European Case Law Identifier: ECLI:AT:OGH0002:2018:0150OS00123.18D.1121.000
Spruch:
Die Nichtigkeitsbeschwerde wird zurückgewiesen.
Zur Entscheidung über die Berufung und die Beschwerde werden die Akten dem Oberlandesgericht Wien zugeleitet.
Dem Angeklagten fallen auch die Kosten des bisherigen Rechtsmittelverfahrens zur Last.
Gründe:
Mit dem angefochtenen Urteil wurde Michael D***** – soweit im Verfahren über die Nichtigkeitsbeschwerde relevant – des Verbrechens des sexuellen Missbrauchs einer wehrlosen oder psychisch beeinträchtigten Person nach § 205 Abs 1 StGB schuldig erkannt.

Aufgeführte Datensätze:
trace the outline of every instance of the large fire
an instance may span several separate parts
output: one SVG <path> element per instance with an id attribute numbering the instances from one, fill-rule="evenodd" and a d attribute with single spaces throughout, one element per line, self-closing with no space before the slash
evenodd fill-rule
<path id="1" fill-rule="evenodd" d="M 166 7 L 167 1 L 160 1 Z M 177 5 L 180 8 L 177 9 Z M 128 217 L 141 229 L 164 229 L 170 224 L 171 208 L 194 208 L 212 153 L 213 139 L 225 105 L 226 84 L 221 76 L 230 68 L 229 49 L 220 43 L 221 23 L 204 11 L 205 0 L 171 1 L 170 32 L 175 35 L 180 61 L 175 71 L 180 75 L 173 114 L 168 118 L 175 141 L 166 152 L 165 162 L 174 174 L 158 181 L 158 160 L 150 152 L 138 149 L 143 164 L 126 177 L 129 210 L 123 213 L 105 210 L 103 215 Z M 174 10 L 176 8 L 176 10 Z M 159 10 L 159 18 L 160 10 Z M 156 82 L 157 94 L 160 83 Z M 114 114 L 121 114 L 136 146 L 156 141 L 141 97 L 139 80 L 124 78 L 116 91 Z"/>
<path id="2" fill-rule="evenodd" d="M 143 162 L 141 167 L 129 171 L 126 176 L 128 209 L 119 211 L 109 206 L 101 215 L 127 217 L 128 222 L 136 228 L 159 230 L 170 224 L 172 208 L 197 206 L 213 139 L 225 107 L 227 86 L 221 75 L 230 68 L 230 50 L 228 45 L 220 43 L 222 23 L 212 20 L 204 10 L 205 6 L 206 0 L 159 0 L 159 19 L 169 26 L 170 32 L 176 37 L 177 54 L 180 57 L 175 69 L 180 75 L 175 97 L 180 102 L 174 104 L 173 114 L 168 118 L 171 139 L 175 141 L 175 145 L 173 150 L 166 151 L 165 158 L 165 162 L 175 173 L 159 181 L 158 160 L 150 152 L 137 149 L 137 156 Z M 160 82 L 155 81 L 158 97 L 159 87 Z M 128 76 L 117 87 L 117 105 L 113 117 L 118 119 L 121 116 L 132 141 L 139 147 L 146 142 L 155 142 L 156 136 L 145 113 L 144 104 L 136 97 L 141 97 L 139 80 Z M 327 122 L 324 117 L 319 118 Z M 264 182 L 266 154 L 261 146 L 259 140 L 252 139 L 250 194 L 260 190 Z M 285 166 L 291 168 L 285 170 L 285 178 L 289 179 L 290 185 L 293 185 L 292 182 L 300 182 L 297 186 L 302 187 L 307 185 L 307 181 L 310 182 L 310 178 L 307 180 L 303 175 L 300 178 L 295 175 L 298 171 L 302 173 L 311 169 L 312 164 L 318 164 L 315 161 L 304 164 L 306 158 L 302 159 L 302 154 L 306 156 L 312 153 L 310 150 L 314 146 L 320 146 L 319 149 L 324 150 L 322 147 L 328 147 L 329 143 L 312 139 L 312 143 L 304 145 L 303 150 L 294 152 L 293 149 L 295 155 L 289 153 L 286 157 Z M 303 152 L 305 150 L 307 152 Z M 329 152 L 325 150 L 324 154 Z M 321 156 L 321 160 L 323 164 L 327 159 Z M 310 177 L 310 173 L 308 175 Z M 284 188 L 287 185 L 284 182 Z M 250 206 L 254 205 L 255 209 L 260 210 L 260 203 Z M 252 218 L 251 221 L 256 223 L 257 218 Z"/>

Aufgabenziel:
Beantworte anhand des Textauszugs diese Fragen:
1. Was geschieht laut Spruch mit der Nichtigkeitsbeschwerde?
2. Welchem Gericht werden die Akten zur Entscheidung über die Berufung und die Beschwerde zugeleitet?
3. Nach welcher Bestimmung wurde der Angeklagte schuldig erkannt?
Die Datensätze stammen nicht aus dem Textauszug, sondern aus einer anderen Quelle.

Antwort zur Aufgabe:
1. Sie wird zurückgewiesen.
2. Dem Oberlandesgericht Wien.
3. Nach § 205 Abs 1 StGB.